**Goal of the exercise**
Update the lines below so that "winding dirt road" becomes "narrow gravel path", keeping everything else the same.

══════

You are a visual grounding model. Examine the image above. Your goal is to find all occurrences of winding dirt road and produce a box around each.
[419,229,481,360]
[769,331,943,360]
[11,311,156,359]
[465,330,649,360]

══════

**Reply**
You are a visual grounding model. Examine the image above. Your goal is to find all occurrences of narrow gravel path and produce a box around each.
[419,229,481,360]
[769,331,943,360]
[11,311,156,359]
[465,330,649,360]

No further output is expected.